=== Material provided ===

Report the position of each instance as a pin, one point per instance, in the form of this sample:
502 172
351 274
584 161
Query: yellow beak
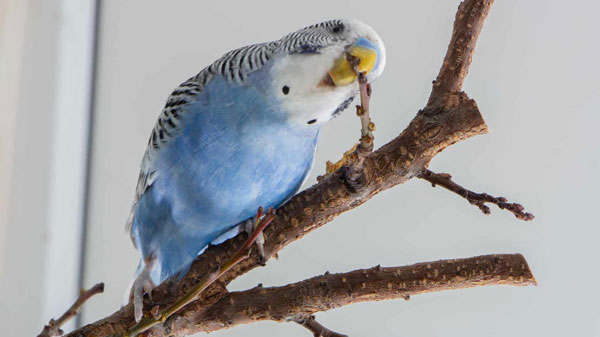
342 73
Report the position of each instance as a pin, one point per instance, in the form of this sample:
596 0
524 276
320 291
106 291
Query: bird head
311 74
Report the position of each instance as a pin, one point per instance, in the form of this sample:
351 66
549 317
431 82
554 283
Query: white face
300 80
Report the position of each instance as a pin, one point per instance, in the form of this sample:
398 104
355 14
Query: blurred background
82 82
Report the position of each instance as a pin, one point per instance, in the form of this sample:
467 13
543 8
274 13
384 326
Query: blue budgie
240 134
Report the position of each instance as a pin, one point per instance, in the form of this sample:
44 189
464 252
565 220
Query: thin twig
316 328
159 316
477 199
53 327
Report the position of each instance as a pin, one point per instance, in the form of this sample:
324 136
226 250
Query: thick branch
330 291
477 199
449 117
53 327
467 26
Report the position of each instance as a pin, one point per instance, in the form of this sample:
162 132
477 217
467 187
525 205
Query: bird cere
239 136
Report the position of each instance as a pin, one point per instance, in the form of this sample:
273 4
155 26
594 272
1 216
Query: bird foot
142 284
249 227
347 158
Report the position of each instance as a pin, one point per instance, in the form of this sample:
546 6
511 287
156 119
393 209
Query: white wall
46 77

===

» **Exercise objective**:
Any pictures should be dropped; transcribe the rest of the records above exactly.

» **Exercise result**:
Report the position of each instance as a pin, one point per instance, in the form of this sample:
502 172
351 274
584 161
Query: yellow beak
342 73
Report the position of each instance as a pin, one point per instance, in the form of this sample:
596 0
524 276
320 291
106 291
Query: bird head
311 74
Report the position of each instance as a pin, one point per instance, in the form of this sample:
351 66
549 317
431 82
554 283
Query: white face
300 80
Report the position of each instance as a pin, one point per instance, in the form of this sample:
398 104
355 14
Query: blurred background
82 82
Report the position of each instance as a pin, one point per instance, in the form of this sample:
467 13
543 8
274 13
384 326
Query: blue budgie
240 134
Report the position of each instance as a pin, one point per instance, in the form of this sample:
44 189
464 252
565 220
Query: thin twig
316 328
159 316
477 199
53 327
Report the position of each instance as a pin, one point per instance, in the form of this sample:
324 136
226 250
Query: thick branch
330 291
477 199
449 117
53 327
467 26
Report the position of each instance as a pin, one point per instance, in the form of this sample:
162 132
477 217
467 187
525 205
Query: bird cere
239 136
Report the position of each instance as a pin, one point per instance, in the form of this sample:
273 4
155 26
594 272
1 216
Query: bird foot
142 284
249 227
347 158
Report the position of each instance as a pin, one point per instance, in the form of this sample:
546 6
511 287
156 119
393 209
Query: white wall
46 77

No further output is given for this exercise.